*Data records*:
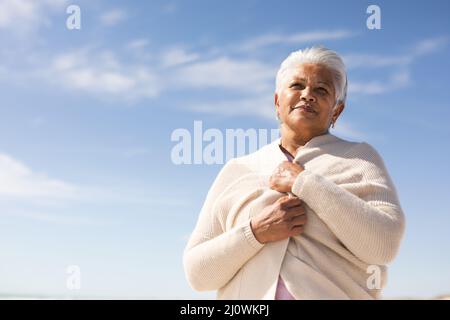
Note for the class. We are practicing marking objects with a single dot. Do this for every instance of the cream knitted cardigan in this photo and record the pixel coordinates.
(354, 221)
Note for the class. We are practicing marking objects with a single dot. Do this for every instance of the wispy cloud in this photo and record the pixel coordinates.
(19, 181)
(101, 74)
(424, 47)
(177, 56)
(399, 67)
(24, 15)
(396, 81)
(297, 38)
(227, 73)
(113, 17)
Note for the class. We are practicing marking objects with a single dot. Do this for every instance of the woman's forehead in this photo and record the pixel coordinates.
(311, 72)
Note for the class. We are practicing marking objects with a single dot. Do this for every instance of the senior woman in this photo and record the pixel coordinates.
(309, 216)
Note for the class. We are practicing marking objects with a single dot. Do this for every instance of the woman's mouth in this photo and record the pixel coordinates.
(305, 108)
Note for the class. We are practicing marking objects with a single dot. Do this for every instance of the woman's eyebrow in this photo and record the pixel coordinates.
(325, 83)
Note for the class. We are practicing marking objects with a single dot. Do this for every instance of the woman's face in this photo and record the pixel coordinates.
(306, 99)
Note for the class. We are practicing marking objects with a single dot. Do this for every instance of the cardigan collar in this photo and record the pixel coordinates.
(278, 156)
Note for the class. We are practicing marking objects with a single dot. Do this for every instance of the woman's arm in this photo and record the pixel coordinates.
(368, 220)
(213, 256)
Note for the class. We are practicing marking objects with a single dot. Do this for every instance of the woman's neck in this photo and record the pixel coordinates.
(291, 140)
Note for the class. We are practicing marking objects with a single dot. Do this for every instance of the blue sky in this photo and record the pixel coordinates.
(86, 117)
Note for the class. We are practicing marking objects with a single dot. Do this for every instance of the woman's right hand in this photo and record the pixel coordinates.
(283, 219)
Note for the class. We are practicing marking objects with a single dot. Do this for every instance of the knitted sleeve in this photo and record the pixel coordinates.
(361, 206)
(213, 255)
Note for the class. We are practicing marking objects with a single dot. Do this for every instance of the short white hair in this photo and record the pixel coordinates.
(317, 55)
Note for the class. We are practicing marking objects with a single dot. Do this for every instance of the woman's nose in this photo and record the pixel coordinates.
(307, 95)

*What the task asks*:
Begin at the line containing "the woman's neck" and reproduce each line through the end of the records above.

*Task response*:
Note for the class. We are practicing marking objects with a single dot. Do this for every instance of the woman's neck in this photo and record the pixel coordinates.
(291, 140)
Note for the class. We are practicing marking objects with a single dot. Do this for every instance of the blue sky in this photo and record the pixel coordinates.
(86, 117)
Note for the class. We are practicing marking objects with a single dot. Do this for every instance of the woman's right hand in this photo and record the pixel coordinates.
(283, 219)
Note for the class. We are practicing marking objects with a single dot. Do this for every instance of the knitted sleeve in this photo and record the pixel coordinates.
(361, 206)
(213, 255)
Note for the class. We are practicing marking objects with a single dot. Do this for every instance of the short white hair in this photo and record the pixel coordinates.
(317, 55)
Note for the class. We are practicing marking objects with a single dot. Do this for every instance of the woman's nose in this photo and record the pixel coordinates.
(307, 95)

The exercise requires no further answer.